The European Central Bank called on Spain and Portugal to deepen budget cuts in return after Spanish Prime Minister Jose Luis Rodriguez Zapatero cut public wages, a step the government had previously said it would not take. British Prime Minister David Cameron also pledged an emergency budget within 50 days to narrow the country’s shortfall.
Europe is China’s biggest export destination, making up 20 percent of its total overseas sales.
Merchants Bank added 2.9 percent to 14.05 yuan. Industrial Bank, part-owned by a unit of HSBC Holdings Plc, gained 2.8 percent to 28.24 yuan. Shanghai Pudong Development Bank Co., the partner of Citigroup Inc., advanced 2.7 percent to 19.71 yuan.
The curve tracking the difference between the yields on 2-and 5-year bonds has “collapsed” in the past 10 days and an inversion may signal a recession in China, BNP strategists Clive McDonnell and Ryan Tsai said in a report today. That outcome would be “unthinkable” for China, they said.
“While the yield curve is telling us that the economy is heading for a hard landing, we believe there is no appetite among policy makers for such an outcome,” the strategists wrote.
China has ordered lenders to set aside more deposits as reserves three times this year, while implementing curbs on property speculation ranging from a ban on loans for third-home purchases to higher down-payment requirements for second homes.
Air China, the nation’s largest international carrier, gained 4.7 percent to 11.22 yuan. The carrier was raised to “overweight” from “equal-weight” by Morgan Stanley analysts led by Edward Xu, who cited the impact of a tax waiver on earnings and the recent slump in the shares.
China Southern Airlines Co., the biggest carrier by fleet size, rose 3.7 percent to 7.01 yuan. China Eastern Airlines Corp., the second largest, gained 3.9 percent to 7.21 yuan.
A gauge of health-care stocks in the CSI 300 advanced 4.5 percent, the most among the 10 industrial groups. Beijing Tongrentang jumped the 10 percent daily limit to 27.67 yuan. Guangzhou Pharmaceutical Co. gained 6.2 percent to 12.43 yuan.
The plan to boost the pharmaceutical industry, first reported last month by China Times, could be introduced over the next three months, Securities Times said.
China’s small-company stocks, which briefly entered a bear market yesterday, may extend losses after forming a “double top” on concern share prices are too expensive, according to China International Capital Corp.

-- Data under study --
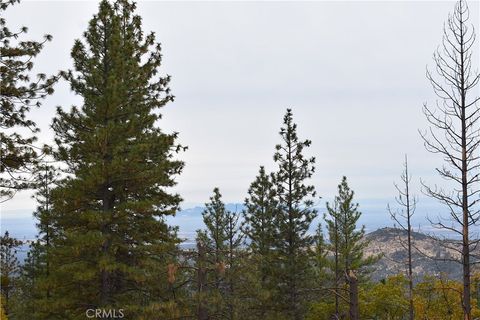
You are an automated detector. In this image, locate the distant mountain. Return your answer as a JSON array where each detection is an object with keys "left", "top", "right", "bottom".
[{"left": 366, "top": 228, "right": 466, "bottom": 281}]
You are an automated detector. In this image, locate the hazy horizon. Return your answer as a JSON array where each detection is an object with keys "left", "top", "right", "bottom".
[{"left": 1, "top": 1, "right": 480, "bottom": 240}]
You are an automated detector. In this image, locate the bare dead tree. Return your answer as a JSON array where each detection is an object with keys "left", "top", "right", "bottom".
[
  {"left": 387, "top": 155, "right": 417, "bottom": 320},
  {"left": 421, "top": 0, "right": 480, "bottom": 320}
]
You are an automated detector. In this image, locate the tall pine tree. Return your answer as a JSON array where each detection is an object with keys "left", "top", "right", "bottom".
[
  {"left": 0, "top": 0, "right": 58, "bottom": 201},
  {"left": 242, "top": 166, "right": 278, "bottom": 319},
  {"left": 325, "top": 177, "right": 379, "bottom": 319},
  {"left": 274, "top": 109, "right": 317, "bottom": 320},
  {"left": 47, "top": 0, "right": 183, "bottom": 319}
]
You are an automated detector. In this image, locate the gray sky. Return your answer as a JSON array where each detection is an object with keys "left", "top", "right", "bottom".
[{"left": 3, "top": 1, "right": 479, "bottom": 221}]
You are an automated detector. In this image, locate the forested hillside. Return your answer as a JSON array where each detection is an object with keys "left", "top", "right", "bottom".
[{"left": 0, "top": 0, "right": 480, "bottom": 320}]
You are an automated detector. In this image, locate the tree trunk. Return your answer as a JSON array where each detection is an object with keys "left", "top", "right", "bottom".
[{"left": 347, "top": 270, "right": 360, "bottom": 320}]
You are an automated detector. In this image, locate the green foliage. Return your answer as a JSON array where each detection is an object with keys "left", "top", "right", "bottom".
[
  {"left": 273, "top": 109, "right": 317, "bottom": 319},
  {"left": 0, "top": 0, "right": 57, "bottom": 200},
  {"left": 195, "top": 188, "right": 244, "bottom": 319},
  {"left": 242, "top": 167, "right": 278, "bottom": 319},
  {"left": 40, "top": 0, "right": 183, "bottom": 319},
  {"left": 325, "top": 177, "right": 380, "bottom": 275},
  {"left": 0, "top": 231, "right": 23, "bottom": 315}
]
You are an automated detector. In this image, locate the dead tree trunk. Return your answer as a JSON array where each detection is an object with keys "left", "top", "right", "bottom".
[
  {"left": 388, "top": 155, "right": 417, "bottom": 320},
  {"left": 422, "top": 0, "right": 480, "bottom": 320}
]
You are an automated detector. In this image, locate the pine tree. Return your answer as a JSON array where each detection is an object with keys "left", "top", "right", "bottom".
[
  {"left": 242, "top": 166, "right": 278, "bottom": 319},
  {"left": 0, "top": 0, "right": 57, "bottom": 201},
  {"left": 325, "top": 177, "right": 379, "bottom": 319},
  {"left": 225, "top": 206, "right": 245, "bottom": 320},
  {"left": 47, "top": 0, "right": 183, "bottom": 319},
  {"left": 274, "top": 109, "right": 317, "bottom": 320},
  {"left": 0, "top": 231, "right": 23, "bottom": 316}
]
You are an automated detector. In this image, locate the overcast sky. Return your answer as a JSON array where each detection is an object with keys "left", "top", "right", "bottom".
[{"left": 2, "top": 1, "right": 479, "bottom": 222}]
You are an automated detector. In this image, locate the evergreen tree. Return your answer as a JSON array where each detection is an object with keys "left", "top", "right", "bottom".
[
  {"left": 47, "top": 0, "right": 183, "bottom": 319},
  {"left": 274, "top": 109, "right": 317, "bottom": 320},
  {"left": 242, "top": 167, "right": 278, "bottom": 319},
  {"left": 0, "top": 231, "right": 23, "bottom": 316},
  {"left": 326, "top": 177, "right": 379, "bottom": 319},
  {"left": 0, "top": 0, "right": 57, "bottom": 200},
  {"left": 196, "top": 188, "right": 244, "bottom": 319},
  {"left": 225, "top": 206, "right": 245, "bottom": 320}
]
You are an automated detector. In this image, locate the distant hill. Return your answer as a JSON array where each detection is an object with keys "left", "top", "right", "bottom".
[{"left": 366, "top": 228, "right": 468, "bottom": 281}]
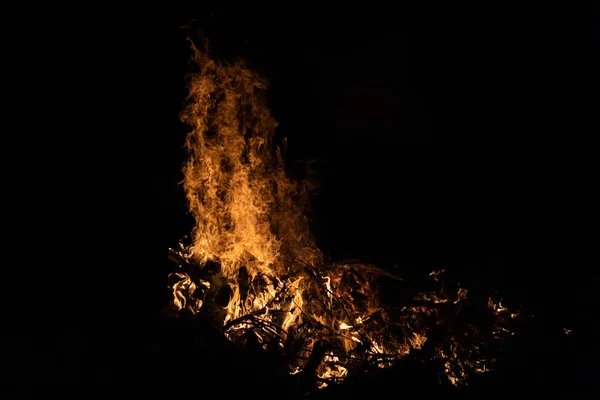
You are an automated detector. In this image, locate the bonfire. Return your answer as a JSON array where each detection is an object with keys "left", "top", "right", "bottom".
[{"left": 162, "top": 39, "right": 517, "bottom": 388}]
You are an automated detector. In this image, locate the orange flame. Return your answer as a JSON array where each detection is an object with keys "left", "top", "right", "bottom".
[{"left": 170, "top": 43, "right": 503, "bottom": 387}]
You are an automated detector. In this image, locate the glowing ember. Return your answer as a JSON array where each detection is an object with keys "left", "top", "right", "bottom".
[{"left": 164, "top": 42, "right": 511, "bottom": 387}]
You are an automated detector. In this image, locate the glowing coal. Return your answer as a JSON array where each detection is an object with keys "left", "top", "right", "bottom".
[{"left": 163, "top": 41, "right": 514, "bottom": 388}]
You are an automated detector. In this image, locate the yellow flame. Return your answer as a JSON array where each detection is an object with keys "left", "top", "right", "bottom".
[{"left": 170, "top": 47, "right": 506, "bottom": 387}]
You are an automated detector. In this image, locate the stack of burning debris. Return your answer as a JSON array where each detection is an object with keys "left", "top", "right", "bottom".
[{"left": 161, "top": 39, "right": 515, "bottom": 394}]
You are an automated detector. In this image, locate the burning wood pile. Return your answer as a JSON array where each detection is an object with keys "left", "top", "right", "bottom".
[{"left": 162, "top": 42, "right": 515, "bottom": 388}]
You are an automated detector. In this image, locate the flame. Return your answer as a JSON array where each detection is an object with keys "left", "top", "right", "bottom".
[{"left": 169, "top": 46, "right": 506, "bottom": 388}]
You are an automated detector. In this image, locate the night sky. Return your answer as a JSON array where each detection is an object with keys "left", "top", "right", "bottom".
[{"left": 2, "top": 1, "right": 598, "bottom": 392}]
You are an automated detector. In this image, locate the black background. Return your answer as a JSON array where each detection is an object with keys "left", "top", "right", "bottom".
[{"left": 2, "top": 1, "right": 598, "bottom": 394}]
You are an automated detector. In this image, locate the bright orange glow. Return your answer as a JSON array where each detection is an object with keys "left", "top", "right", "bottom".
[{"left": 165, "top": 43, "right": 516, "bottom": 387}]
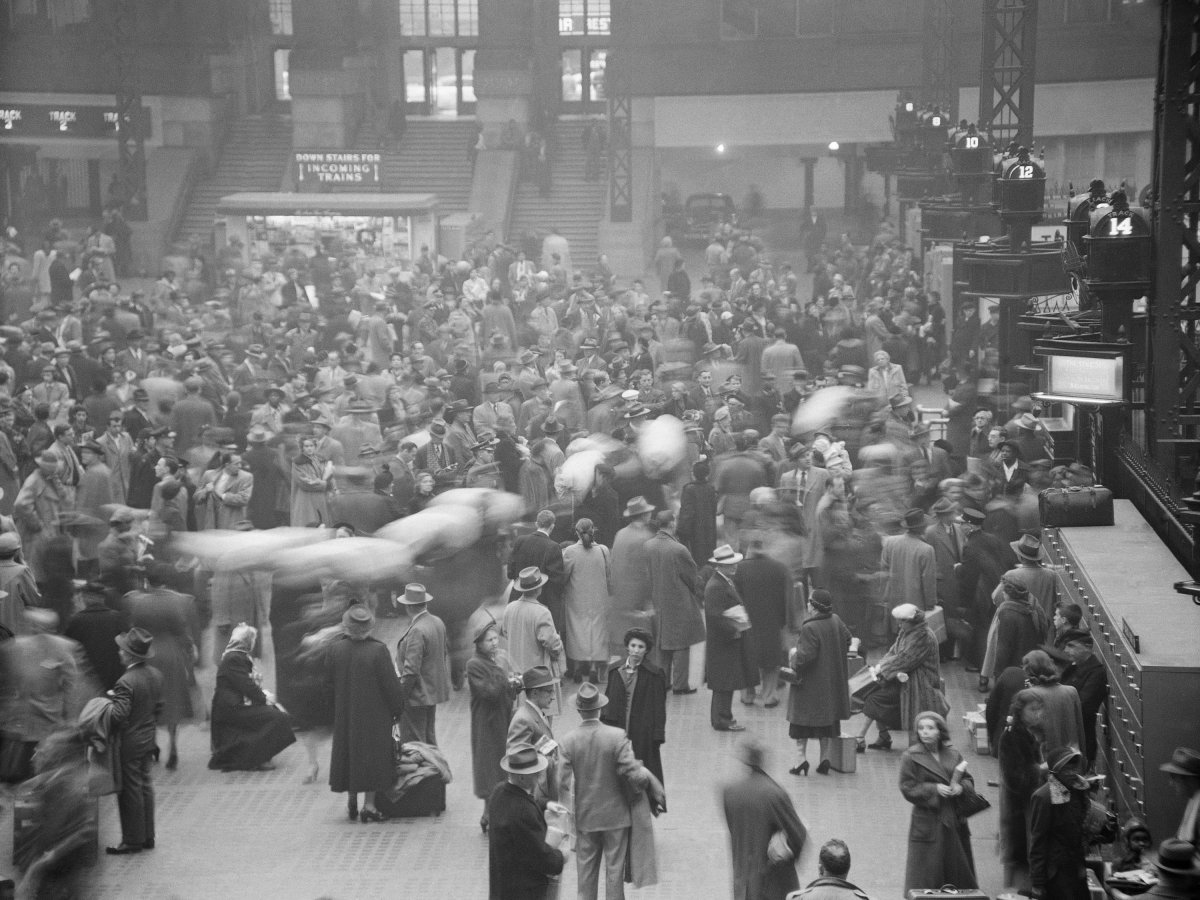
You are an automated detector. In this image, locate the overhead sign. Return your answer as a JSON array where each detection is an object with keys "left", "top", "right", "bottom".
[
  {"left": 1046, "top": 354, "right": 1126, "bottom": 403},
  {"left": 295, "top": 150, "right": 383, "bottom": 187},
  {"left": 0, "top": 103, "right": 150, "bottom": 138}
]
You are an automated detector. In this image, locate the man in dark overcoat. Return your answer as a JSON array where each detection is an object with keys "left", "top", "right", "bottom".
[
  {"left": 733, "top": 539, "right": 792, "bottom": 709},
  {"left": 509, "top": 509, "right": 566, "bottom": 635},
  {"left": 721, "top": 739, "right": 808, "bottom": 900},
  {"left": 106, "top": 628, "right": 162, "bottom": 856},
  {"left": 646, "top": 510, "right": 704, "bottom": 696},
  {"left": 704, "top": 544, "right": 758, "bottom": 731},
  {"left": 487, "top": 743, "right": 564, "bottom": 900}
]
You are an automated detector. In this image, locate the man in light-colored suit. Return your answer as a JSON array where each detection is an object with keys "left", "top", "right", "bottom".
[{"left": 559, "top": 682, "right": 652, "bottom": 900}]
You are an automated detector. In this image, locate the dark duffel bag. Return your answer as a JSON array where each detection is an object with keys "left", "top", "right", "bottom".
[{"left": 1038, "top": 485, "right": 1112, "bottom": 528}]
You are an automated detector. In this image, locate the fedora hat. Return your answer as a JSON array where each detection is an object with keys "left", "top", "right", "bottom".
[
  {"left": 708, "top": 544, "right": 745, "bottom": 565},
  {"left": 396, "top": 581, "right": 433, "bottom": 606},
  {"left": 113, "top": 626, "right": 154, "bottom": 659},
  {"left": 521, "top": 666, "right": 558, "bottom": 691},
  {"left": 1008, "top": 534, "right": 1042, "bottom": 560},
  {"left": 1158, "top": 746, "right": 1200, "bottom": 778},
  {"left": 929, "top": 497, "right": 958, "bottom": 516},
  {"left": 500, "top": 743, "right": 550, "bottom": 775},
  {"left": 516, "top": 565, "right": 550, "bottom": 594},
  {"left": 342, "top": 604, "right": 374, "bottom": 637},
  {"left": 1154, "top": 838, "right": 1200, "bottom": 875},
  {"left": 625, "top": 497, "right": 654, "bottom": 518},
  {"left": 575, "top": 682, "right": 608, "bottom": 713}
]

-- Work order 1 --
List every company in the China stock-market report whose share price is given in yuan.
-- Work order 2 --
Write out the portion of the China stock-market report between "Europe is China’s" and "to 19.71 yuan.", inclusive.
-- Work order 3 --
Write what comes next in the China stock-market report, picking up after its last sentence.
The entries are drawn from a separate source unrelated to the China stock-market report.

-- Answer section 1 --
- Merchants Bank
- Industrial Bank
- Shanghai Pudong Development Bank Co.
- Air China
- China Southern Airlines Co.
- China Eastern Airlines Corp.
- Beijing Tongrentang
- Guangzhou Pharmaceutical Co.

-- Answer section 2 --
Europe is China’s biggest export destination, making up 20 percent of its total overseas sales.
Merchants Bank added 2.9 percent to 14.05 yuan. Industrial Bank, part-owned by a unit of HSBC Holdings Plc, gained 2.8 percent to 28.24 yuan. Shanghai Pudong Development Bank Co., the partner of Citigroup Inc., advanced 2.7 percent to 19.71 yuan.

-- Answer section 3 --
The CSI Smallcap 500 Index surged to peaks of similar heights in November 2007 and April this year. The failure to strengthen beyond those highs may signal further declines. The gauge added 2.9 percent today, snapping an 11 percent decline over the past five days.
“The double top in valuations suggests caution towards small caps in the near term,” Hao Hong, Beijing-based global equity strategist at CICC, said in a report. “Valuations are very high. Small caps tend to have high beta, so in a declining market they tend to underperform.”
The following companies were among the most active in China’s markets. Stock symbols are in brackets after companies’ names.
China Pacific Insurance (Group) Co. (601601 CH), the nation’s third-largest insurer, advanced 2.3 percent to 25.54 yuan after saying it earned 53.8 billion yuan in income from premiums in the first four months of the year.
China United Network Communications Ltd. (600050 CH), which controls the nation’s second-largest cell phone operator, gained 3 percent to 5.56 yuan. Hong Kong-listed unit China Unicom (Hong Kong) Ltd. will spend between 3 billion yuan and 5 billion yuan on handset subsidies in 2010, President Lu Yimin said in Hong Kong
Inner Mongolia Yili Industrial Group Co. (600887 CH), China’s second-biggest dairy company, climbed 4.3 percent to 31.60 yuan. The company said it will invest 552 million yuan in a milk powder project in Heilongjiang province. The project will be able to produce 45,000 metric tons of milk powder a year, it said.